*Given request*.
Can you lay out everything from the line containing "In the photo above, where can the seed" down through the line containing "column 664, row 671", both ends included, as a two-column CSV headed input and output, with one row per record? Put each record's text under input and its answer under output, each as one quoted field with line breaks changed to spaces.
[Begin Data to use]
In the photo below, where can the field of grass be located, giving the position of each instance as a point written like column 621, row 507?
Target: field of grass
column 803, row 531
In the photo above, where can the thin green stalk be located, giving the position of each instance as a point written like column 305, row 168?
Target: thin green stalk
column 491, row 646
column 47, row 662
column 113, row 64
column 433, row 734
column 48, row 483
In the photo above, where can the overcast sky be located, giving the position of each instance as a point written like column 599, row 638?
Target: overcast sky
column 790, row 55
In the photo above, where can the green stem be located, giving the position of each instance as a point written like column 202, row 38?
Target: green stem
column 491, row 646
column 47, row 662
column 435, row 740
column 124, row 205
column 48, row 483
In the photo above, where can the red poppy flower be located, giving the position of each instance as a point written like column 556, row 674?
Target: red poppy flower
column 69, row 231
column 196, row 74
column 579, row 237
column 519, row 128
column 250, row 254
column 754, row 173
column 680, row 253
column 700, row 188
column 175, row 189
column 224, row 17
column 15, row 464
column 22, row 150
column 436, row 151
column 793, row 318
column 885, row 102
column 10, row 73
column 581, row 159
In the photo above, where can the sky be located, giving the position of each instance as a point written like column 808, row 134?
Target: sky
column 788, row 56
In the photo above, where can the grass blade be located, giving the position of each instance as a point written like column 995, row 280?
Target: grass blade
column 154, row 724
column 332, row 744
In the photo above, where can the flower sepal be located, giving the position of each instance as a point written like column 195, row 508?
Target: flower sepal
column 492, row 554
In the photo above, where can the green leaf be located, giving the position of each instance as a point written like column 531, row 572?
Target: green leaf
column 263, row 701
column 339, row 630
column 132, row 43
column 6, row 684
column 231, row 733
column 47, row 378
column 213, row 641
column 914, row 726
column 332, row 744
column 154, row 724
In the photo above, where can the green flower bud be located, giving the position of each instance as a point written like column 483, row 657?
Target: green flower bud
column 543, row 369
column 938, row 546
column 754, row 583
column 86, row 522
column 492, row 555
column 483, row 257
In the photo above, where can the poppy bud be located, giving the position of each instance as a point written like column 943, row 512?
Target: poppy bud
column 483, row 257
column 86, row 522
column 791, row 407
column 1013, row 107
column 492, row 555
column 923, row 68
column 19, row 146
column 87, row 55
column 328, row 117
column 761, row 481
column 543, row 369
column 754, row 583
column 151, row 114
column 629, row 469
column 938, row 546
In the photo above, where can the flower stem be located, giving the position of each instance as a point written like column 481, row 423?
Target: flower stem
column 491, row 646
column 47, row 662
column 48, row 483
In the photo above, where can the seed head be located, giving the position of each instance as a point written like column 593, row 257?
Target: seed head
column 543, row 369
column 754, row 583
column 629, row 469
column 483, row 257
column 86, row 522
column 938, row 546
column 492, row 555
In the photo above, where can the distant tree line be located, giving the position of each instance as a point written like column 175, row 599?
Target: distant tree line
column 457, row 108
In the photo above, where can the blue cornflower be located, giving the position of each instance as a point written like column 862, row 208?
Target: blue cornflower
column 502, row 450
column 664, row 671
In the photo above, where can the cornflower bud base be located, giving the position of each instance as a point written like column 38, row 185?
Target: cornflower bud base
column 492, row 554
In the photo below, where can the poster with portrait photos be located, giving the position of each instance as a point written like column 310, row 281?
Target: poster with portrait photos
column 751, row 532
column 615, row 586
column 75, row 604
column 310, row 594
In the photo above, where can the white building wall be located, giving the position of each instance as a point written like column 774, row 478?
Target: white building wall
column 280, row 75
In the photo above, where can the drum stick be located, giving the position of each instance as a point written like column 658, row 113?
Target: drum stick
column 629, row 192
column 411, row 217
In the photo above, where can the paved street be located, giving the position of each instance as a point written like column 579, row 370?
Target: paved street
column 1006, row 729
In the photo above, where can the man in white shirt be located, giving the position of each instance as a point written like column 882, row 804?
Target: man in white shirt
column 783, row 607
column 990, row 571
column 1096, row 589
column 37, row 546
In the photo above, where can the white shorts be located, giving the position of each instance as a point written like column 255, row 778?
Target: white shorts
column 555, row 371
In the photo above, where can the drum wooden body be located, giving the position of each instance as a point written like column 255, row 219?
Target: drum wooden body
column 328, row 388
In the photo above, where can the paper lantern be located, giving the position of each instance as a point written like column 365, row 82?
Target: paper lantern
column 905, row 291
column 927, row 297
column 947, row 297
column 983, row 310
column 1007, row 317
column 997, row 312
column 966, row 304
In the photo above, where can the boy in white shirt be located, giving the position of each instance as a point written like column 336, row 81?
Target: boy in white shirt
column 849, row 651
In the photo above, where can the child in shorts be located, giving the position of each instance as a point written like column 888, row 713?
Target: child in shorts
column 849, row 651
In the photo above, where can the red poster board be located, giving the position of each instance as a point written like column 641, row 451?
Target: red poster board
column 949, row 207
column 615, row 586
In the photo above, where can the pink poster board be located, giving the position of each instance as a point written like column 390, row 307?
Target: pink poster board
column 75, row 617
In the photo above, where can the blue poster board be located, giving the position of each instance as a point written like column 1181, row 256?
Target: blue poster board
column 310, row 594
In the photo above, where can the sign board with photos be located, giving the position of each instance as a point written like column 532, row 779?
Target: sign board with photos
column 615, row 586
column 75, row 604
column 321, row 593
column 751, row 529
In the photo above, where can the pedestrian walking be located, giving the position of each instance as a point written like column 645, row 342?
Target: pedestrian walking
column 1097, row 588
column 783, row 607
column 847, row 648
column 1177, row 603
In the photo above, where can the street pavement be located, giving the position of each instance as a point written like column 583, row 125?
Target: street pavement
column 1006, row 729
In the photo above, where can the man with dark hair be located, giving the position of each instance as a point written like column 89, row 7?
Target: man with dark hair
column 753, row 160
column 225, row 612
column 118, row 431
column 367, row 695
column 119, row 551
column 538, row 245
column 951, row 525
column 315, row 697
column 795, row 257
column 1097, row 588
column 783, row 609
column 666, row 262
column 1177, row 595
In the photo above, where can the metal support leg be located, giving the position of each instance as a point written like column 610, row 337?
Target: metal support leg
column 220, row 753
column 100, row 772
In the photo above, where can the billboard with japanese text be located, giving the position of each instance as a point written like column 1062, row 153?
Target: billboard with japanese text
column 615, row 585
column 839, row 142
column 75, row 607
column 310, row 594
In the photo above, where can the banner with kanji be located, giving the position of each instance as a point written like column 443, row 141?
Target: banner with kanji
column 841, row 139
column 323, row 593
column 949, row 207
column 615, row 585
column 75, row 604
[End Data to use]
*Answer in full*.
input,output
"In the photo above, where can the seed head be located, giving the position of each instance as a point written like column 593, row 257? Target: seed head","column 543, row 369 column 754, row 583 column 629, row 469 column 483, row 257 column 86, row 522 column 938, row 546 column 492, row 555"
"In the photo above, where can the distant tree line be located, giving the position of each instance as a point written like column 175, row 599? Target: distant tree line","column 457, row 108"
"In the photo above, where can the blue cornflower be located, giving the position of each instance as a point written like column 862, row 208? Target: blue cornflower","column 502, row 450 column 664, row 671"